• [Exercise directions]: Reproduce every item below line for line, with no changes.

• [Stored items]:
________

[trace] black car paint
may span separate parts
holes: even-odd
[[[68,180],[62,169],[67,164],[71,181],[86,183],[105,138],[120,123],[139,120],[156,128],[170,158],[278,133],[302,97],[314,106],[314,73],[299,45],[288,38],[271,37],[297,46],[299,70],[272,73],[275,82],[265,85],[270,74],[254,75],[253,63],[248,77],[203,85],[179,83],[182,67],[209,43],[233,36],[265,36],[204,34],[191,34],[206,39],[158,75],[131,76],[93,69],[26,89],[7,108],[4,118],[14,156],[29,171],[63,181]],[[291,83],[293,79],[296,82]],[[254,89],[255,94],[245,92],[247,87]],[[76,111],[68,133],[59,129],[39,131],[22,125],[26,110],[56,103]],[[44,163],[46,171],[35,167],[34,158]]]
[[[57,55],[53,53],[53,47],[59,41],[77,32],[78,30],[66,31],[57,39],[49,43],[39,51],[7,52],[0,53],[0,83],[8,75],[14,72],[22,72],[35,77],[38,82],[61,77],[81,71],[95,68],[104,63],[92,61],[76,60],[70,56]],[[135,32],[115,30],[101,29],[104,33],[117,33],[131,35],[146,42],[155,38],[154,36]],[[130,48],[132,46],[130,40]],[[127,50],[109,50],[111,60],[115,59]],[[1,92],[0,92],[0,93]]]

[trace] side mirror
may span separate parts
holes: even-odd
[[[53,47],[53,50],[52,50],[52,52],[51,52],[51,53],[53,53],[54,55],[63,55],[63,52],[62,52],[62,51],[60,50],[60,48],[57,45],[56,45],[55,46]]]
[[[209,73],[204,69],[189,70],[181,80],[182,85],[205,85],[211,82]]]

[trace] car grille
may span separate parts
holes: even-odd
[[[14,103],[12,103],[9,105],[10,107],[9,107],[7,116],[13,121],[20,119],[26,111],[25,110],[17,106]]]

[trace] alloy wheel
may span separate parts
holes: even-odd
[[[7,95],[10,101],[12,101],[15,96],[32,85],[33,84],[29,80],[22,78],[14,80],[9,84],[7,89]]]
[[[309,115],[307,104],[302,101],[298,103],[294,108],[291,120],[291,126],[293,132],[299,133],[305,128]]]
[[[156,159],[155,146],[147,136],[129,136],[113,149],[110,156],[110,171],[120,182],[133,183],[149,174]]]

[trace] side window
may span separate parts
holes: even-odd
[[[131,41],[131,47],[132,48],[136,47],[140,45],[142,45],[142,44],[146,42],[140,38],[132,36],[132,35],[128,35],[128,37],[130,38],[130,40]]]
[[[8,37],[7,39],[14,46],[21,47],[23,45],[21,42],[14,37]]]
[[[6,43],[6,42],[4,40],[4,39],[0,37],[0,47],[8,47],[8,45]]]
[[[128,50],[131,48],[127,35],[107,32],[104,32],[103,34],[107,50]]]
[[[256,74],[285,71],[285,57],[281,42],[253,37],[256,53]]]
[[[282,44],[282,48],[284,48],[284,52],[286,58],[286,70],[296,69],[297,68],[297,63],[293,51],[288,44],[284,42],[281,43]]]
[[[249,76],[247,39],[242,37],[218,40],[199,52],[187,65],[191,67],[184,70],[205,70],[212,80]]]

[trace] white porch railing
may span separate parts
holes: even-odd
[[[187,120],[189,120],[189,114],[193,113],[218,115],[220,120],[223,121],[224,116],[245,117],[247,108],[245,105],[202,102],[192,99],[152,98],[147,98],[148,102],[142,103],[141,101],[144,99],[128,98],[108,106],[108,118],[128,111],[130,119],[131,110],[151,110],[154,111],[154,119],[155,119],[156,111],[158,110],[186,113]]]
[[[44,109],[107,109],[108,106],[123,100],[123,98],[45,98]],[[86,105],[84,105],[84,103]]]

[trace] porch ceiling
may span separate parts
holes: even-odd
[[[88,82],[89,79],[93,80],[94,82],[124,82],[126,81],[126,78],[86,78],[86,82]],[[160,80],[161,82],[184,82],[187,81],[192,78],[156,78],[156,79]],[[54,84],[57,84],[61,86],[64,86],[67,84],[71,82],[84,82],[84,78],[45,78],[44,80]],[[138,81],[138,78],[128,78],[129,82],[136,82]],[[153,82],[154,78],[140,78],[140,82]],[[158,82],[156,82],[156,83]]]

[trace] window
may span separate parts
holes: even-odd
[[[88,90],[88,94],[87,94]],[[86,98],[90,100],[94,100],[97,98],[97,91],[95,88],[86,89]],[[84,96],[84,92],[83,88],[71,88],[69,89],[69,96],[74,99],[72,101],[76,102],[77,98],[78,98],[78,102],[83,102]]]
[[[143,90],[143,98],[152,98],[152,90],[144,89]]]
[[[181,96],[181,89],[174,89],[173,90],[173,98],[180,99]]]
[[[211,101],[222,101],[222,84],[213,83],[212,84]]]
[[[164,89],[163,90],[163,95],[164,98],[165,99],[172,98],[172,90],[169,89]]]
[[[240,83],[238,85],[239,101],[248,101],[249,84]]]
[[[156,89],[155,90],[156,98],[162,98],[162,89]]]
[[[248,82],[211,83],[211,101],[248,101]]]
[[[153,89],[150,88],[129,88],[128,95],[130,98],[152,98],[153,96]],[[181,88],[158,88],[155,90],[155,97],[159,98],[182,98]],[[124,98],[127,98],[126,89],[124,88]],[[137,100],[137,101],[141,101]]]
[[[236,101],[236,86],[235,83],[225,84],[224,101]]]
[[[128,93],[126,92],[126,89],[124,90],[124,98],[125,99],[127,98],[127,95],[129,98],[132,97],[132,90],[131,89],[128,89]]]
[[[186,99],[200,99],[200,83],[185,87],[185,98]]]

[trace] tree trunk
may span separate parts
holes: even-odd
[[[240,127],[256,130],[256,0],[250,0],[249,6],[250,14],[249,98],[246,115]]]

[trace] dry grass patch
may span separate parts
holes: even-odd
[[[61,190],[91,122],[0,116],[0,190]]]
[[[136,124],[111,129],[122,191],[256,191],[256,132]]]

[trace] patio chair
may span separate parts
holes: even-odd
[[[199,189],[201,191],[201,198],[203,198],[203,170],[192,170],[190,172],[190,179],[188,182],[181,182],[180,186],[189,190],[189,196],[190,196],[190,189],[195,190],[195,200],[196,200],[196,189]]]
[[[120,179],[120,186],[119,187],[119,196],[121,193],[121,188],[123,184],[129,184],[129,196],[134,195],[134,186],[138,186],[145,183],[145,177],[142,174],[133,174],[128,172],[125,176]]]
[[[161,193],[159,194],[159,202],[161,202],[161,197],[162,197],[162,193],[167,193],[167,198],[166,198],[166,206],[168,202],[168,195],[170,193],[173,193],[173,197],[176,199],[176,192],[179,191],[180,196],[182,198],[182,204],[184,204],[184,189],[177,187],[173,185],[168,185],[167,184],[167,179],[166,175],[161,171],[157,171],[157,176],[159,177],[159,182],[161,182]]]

________

• [Answer in full]:
[trace] black car paint
may span separate parts
holes: even-odd
[[[68,180],[62,169],[67,164],[71,181],[86,183],[105,138],[120,123],[139,120],[156,128],[170,158],[278,133],[302,97],[314,106],[314,73],[299,45],[288,38],[271,37],[297,46],[299,70],[272,73],[275,82],[265,85],[270,74],[254,75],[253,63],[248,77],[203,85],[179,83],[182,67],[209,43],[233,36],[265,36],[204,34],[191,34],[206,39],[158,75],[131,76],[93,69],[26,89],[7,108],[4,118],[14,156],[29,171],[63,181]],[[291,83],[293,79],[296,82]],[[254,89],[255,94],[245,92],[247,87]],[[76,111],[68,133],[59,129],[39,131],[22,125],[26,110],[56,103]],[[44,163],[46,171],[35,167],[34,158]]]
[[[57,55],[53,53],[53,47],[59,41],[77,32],[78,30],[66,31],[57,39],[49,43],[39,51],[7,52],[0,53],[0,83],[8,75],[14,72],[22,72],[35,77],[38,82],[61,77],[81,71],[95,68],[104,63],[92,61],[76,60],[70,56]],[[135,32],[115,30],[101,29],[104,33],[117,33],[131,35],[146,42],[155,38],[154,36]],[[130,48],[132,46],[130,40]],[[127,50],[109,50],[111,60],[115,59]],[[1,92],[0,92],[0,93]]]

[trace] side mirror
may span separate parts
holes: even-odd
[[[53,47],[53,50],[52,50],[52,52],[51,52],[51,53],[53,53],[54,55],[63,55],[63,52],[62,52],[62,51],[60,50],[60,48],[57,45],[56,45],[55,46]]]
[[[209,73],[204,69],[189,70],[181,80],[182,85],[205,85],[211,82]]]

[trace] car grille
may span separate parts
holes: even-odd
[[[14,103],[12,103],[9,105],[10,107],[9,107],[7,116],[13,121],[20,119],[26,111],[25,110],[17,106]]]

[trace] alloy wheel
may span separate parts
holes: even-odd
[[[7,95],[10,101],[12,101],[15,96],[32,85],[33,84],[29,80],[22,78],[14,80],[9,84],[7,89]]]
[[[309,115],[307,104],[302,101],[298,103],[294,108],[291,120],[291,126],[293,132],[299,133],[305,128]]]
[[[156,159],[155,146],[147,136],[129,136],[113,149],[110,156],[110,171],[120,182],[133,183],[149,174]]]

[trace] side window
may span separate parts
holes: even-odd
[[[131,41],[131,47],[132,48],[136,47],[140,45],[142,45],[142,44],[146,42],[140,38],[132,36],[132,35],[128,35],[128,37],[130,38],[130,40]]]
[[[8,37],[7,39],[14,46],[21,47],[23,45],[21,42],[14,37]]]
[[[6,43],[6,42],[4,40],[4,39],[0,37],[0,47],[8,47],[8,45]]]
[[[128,50],[131,48],[127,35],[107,32],[104,32],[103,34],[107,50]]]
[[[256,74],[285,71],[285,57],[281,42],[253,37],[256,53]]]
[[[282,44],[282,48],[284,48],[284,52],[286,58],[286,70],[296,69],[297,68],[297,63],[293,51],[288,44],[284,42],[281,43]]]
[[[249,76],[247,39],[242,37],[218,40],[199,52],[187,65],[191,67],[184,70],[205,70],[212,80]]]

[trace] white porch railing
may span separate parts
holes: even-odd
[[[187,120],[189,120],[189,114],[193,113],[218,115],[220,120],[223,121],[224,116],[245,117],[247,108],[245,105],[202,102],[192,99],[152,98],[147,98],[148,102],[142,103],[141,101],[144,99],[128,98],[108,106],[108,118],[128,111],[130,119],[131,110],[151,110],[154,111],[154,119],[155,119],[156,111],[158,110],[186,113]]]
[[[44,109],[107,109],[108,106],[123,100],[123,98],[45,98]],[[86,105],[84,105],[84,103]]]

[trace] porch ceiling
may span separate parts
holes: even-odd
[[[88,82],[89,79],[93,80],[94,82],[124,82],[126,81],[126,78],[86,78],[86,82]],[[160,80],[161,82],[184,82],[187,81],[192,78],[156,78],[156,79]],[[54,84],[57,84],[61,86],[64,86],[67,84],[71,82],[84,82],[84,78],[45,78],[44,80]],[[138,81],[138,78],[128,78],[129,82],[136,82]],[[153,82],[154,78],[140,78],[140,82]],[[158,82],[156,82],[156,83]]]

[trace] window
may span separate parts
holes: even-odd
[[[88,90],[88,94],[87,94]],[[86,98],[90,100],[94,100],[97,98],[97,91],[95,88],[86,89]],[[84,96],[84,92],[83,88],[71,88],[69,89],[69,96],[74,99],[72,101],[76,102],[77,98],[78,98],[78,102],[83,102]]]
[[[143,90],[143,98],[152,98],[152,90],[144,89]]]
[[[181,96],[181,89],[174,89],[173,90],[173,98],[180,99]]]
[[[211,101],[222,101],[222,84],[213,83],[212,84]]]
[[[164,89],[163,90],[163,95],[164,98],[165,99],[172,98],[172,90],[169,89]]]
[[[240,83],[238,85],[239,101],[248,101],[249,84]]]
[[[156,89],[155,90],[156,98],[162,98],[162,89]]]
[[[248,82],[211,83],[211,101],[248,101]]]
[[[153,89],[150,88],[129,88],[128,95],[130,98],[152,98],[153,96]],[[181,88],[158,88],[155,90],[155,97],[159,98],[182,98]],[[124,98],[127,98],[126,89],[124,88]],[[137,100],[137,101],[141,101]]]
[[[236,101],[236,86],[235,83],[225,84],[224,101]]]
[[[128,93],[126,92],[126,89],[124,90],[124,98],[125,99],[127,98],[127,95],[129,98],[132,97],[132,90],[131,89],[128,89]]]
[[[186,99],[200,99],[200,83],[185,87],[185,98]]]

[trace] tree trunk
may span separate parts
holes: even-odd
[[[240,127],[256,130],[256,0],[250,0],[249,6],[250,14],[249,98],[246,115]]]

[trace] dry grass patch
may span separate parts
holes: even-odd
[[[61,190],[91,122],[0,116],[0,190]]]
[[[136,124],[111,129],[122,191],[256,191],[256,132]]]

[trace] patio chair
may span separate parts
holes: even-odd
[[[199,189],[201,191],[201,198],[203,198],[203,170],[192,170],[190,172],[190,179],[188,182],[181,182],[180,186],[189,190],[189,196],[190,196],[190,189],[195,190],[195,200],[196,200],[196,189]]]
[[[120,179],[120,186],[119,187],[119,196],[121,193],[121,188],[123,184],[129,184],[129,196],[134,195],[134,186],[138,186],[145,183],[145,177],[142,174],[133,174],[128,172],[125,176]]]
[[[161,193],[159,194],[159,202],[161,202],[161,197],[162,197],[162,193],[167,193],[167,198],[166,198],[166,206],[168,202],[168,195],[170,193],[173,193],[173,197],[176,199],[176,192],[179,191],[180,196],[182,198],[182,204],[184,204],[184,189],[177,187],[173,185],[168,185],[167,184],[167,179],[166,175],[161,171],[157,171],[157,176],[159,177],[159,182],[161,182]]]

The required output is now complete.